§ SOURCE PASSAGE
*** Block opens ***

However, even in 2010-11, Sky Light Hospitality's books show an advance of a little over Rs 58 crore (equivalent to the Manesar sale price), and no booking of profits on the deal (which would have to be done if the land had been conveyanced to DLF). Perhaps this was done in 2011-12, for which the regulatory filings are not yet available.
The obvious question is how land that was valued in 2007-08 at Rs 15.38 crore came to be worth Rs 58 crore the next year (assuming that DLF paid the correct market price, and nothing more).
The likely explanation would be that the permission to commercially exploit the land had overnight multiplied its value, in which case Mr Vadra played the role of a clever land developer.
Meanwhile, since Rs 58 crore stayed as an advance, no profits were booked and no taxes paid on the Rs 42.62 crore profit from the deal.

*** Block closes ***

§ ASSIGNMENT 1
Name each distinct rupee amount that appears in the passage about the Manesar land deal.
§ ASSIGNMENT 2
Carry on the passage about the Manesar land deal, starting after its final sentence.

[Stored data entries]
*** Block opens ***

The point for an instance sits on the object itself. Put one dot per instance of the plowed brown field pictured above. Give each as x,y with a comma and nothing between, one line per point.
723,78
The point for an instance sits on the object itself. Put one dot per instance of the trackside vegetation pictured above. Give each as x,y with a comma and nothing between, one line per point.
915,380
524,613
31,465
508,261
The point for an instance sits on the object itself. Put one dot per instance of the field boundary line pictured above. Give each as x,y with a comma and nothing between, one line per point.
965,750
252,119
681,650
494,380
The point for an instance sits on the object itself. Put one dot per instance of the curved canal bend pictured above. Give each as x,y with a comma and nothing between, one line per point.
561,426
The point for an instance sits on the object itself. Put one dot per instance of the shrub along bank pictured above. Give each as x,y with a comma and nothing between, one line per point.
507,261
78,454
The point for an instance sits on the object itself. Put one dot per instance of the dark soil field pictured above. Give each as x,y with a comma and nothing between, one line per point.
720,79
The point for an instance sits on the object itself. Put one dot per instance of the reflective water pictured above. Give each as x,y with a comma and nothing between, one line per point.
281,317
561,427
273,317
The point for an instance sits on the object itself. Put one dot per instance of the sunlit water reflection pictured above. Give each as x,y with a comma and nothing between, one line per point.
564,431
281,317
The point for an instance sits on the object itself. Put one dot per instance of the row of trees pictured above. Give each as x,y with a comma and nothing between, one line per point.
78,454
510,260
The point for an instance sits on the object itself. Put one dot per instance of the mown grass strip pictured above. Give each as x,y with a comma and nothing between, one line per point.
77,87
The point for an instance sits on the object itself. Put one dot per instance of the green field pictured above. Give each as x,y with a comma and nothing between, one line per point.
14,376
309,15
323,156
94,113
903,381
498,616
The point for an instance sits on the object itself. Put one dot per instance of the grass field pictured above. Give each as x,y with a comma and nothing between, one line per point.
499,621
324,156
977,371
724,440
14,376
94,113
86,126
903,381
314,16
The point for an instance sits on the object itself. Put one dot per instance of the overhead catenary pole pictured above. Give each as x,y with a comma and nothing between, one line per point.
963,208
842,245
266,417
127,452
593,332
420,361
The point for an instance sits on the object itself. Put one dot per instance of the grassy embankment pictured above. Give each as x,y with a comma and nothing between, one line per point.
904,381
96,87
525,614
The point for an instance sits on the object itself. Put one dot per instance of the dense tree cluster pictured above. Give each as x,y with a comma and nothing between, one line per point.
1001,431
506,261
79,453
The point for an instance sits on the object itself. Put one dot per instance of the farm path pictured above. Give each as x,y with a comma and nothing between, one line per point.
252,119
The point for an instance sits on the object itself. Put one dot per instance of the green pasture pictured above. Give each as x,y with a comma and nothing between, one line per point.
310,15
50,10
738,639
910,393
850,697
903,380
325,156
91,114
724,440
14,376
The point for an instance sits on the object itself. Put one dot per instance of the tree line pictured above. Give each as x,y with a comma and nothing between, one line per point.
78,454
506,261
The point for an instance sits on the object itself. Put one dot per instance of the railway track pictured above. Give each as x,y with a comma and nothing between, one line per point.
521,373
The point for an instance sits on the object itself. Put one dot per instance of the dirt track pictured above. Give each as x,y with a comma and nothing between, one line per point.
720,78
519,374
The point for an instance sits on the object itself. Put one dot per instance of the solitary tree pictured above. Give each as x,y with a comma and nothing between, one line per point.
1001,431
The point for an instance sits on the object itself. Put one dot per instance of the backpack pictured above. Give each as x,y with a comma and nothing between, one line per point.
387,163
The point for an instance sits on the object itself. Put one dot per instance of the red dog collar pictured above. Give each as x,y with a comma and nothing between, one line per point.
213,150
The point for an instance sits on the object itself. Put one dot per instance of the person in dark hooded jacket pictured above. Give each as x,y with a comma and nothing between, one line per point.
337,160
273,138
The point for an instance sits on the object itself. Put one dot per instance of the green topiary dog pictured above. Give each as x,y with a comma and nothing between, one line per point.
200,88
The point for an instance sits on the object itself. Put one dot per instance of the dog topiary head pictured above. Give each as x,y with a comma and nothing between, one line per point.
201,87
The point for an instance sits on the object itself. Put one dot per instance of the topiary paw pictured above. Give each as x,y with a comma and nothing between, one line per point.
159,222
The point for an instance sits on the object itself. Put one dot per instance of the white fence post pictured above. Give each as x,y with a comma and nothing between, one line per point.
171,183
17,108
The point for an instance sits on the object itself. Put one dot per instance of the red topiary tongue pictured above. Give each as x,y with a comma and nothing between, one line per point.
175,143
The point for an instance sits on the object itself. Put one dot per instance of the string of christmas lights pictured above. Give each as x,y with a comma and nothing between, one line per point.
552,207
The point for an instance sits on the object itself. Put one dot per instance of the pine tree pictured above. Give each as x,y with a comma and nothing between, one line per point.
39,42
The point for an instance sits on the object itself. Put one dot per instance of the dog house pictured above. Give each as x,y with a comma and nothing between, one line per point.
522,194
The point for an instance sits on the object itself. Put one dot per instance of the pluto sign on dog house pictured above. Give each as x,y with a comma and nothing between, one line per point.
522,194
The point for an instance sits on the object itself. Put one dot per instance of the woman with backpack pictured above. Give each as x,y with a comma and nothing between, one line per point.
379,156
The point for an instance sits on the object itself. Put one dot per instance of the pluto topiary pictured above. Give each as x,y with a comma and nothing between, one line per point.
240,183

*** Block closes ***

§ EXPECTED ANSWER 1
Rs 58 crore, Rs 15.38 crore, Rs 42.62 crore

§ EXPECTED ANSWER 2
Already, by 2008-09, Robert Vadra was busy deploying the large amounts of money that had come to Sky Light Hospitality: (1) Rs 25 crore from DLF as advance on two separate deals, (2) Rs 4.45 crore from Artex, and (3) Rs 1.55 crore from a company called Carnival International Estates.
The BS report says, Vadra wiped out the overdraft with Corporation Bank, paid the second instalment on the Manesar land, and lent Rs 5.5 crore to two other companies of his — Sky Light Realty got Rs 3.5 crore and Blue Breeze Trading got Rs 2 crore. A further Rs 10 crore lay in the bank.